▸ **REQUIREMENT**
Reproduce the records from the line with "pinpoint the blurred" up to and including the line with "58, 37, 100, 93", requests included, and shift every bounding box coordinate in the answers by -113. Leave everything else unchanged.

▸ **PROVIDED DATA**

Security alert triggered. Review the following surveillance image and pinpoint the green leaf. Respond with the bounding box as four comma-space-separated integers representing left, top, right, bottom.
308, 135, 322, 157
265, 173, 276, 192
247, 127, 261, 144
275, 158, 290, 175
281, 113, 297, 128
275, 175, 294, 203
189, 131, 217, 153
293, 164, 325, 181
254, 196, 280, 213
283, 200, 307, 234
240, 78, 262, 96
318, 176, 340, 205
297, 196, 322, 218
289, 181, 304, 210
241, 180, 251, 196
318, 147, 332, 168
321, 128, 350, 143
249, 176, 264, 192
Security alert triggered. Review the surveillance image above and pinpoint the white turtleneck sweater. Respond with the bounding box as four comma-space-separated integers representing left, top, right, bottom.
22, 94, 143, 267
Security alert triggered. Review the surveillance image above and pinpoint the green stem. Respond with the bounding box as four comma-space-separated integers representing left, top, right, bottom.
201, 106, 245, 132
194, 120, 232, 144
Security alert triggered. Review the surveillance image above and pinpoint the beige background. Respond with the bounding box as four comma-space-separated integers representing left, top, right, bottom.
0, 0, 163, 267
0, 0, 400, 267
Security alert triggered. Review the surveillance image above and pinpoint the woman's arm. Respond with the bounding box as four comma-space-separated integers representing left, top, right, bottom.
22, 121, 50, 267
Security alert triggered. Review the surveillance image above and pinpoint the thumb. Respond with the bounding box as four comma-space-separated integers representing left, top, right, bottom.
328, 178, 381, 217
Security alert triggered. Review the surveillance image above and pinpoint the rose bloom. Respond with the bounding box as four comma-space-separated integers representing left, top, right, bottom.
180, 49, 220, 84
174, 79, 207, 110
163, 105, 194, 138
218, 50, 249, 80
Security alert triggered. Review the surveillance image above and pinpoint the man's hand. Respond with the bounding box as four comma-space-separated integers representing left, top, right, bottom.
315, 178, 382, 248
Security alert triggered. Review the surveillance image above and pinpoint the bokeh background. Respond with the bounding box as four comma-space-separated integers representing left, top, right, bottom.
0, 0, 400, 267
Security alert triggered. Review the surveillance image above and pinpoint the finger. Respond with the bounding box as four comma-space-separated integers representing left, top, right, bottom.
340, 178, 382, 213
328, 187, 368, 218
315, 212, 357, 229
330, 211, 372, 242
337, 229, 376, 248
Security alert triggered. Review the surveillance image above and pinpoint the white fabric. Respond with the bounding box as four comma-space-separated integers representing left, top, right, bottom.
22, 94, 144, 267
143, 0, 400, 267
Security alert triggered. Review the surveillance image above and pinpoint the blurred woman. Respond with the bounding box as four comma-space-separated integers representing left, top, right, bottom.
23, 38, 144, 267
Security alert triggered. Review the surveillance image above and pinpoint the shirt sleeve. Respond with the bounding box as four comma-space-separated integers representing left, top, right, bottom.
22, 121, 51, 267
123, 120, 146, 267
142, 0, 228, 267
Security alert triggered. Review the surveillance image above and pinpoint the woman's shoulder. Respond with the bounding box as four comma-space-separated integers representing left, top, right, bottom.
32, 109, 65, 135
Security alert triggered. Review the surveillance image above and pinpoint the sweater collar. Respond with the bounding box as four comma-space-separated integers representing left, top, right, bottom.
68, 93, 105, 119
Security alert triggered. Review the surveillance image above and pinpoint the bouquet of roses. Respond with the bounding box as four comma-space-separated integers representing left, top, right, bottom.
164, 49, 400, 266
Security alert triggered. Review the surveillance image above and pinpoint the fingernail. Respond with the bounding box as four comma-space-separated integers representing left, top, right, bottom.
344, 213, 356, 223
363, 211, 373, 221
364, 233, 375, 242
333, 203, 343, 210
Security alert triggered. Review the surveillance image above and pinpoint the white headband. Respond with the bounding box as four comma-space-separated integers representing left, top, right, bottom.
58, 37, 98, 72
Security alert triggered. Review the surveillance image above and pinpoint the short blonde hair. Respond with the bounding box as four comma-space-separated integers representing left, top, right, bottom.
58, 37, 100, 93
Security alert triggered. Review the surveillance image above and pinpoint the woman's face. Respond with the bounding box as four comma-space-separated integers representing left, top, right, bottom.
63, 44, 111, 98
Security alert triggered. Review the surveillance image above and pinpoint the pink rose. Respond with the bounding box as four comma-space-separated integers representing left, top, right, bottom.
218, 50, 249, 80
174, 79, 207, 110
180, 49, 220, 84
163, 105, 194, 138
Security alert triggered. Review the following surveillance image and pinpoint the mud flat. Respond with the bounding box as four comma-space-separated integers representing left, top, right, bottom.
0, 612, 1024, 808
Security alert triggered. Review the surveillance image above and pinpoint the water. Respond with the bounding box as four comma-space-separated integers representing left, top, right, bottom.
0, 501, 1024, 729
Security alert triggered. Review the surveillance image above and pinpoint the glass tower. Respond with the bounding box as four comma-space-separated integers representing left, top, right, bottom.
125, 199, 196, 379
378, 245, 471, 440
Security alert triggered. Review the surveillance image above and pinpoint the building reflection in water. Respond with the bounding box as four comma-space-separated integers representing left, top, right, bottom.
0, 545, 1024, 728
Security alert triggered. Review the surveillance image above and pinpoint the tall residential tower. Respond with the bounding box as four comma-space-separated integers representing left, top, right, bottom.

▸ **COMPLETED TASK**
Security alert triggered. Review the surveillance image above and pinpoint the blurred woman. Respond with the bounding box as four comma-space-separated integers representing left, top, right, bottom.
-90, -75, 31, 154
Security alert triggered. Review the surveillance image above and pinpoint the shirt sleeve. Respond with the bounding box as four comma-space-separated integers representing left, top, right, bottom.
-91, 8, -62, 154
10, 7, 33, 154
29, -113, 115, 154
Security alert triggered. Review the surveillance image above and pinpoint the woman's shoulder. Respond with the bounding box as four comma-space-separated integers representing left, top, right, bottom.
-81, -4, -48, 22
Security alert triggered. Review the surveillance image above and pinpoint the sweater collar. Respond with the bounding box as four comma-space-separated integers representing left, top, right, bottom.
-45, -20, -8, 6
Security alert triggered. Review the surveillance image above and pinpoint the bouquet of roses. Respond with the bounding box as four comma-space-separated integers representing left, top, right, bottom.
51, -64, 287, 153
Security alert triggered. Review the surveillance image above and pinpoint the fingernail. Respond with the bounding box as four comma-space-separated integers representing left, top, right, bottom.
231, 100, 243, 110
250, 98, 260, 108
251, 120, 262, 129
220, 90, 230, 97
Security alert triggered. Review the surveillance image above and pinpoint the white headband. Respond with the bounding box as four comma-space-separated integers representing left, top, right, bottom.
-55, -76, -15, -41
Security alert triggered. Review the surveillance image above and pinpoint the short blonde hair. Respond with the bounding box as four comma-space-separated integers representing left, top, right, bottom.
-55, -76, -13, -20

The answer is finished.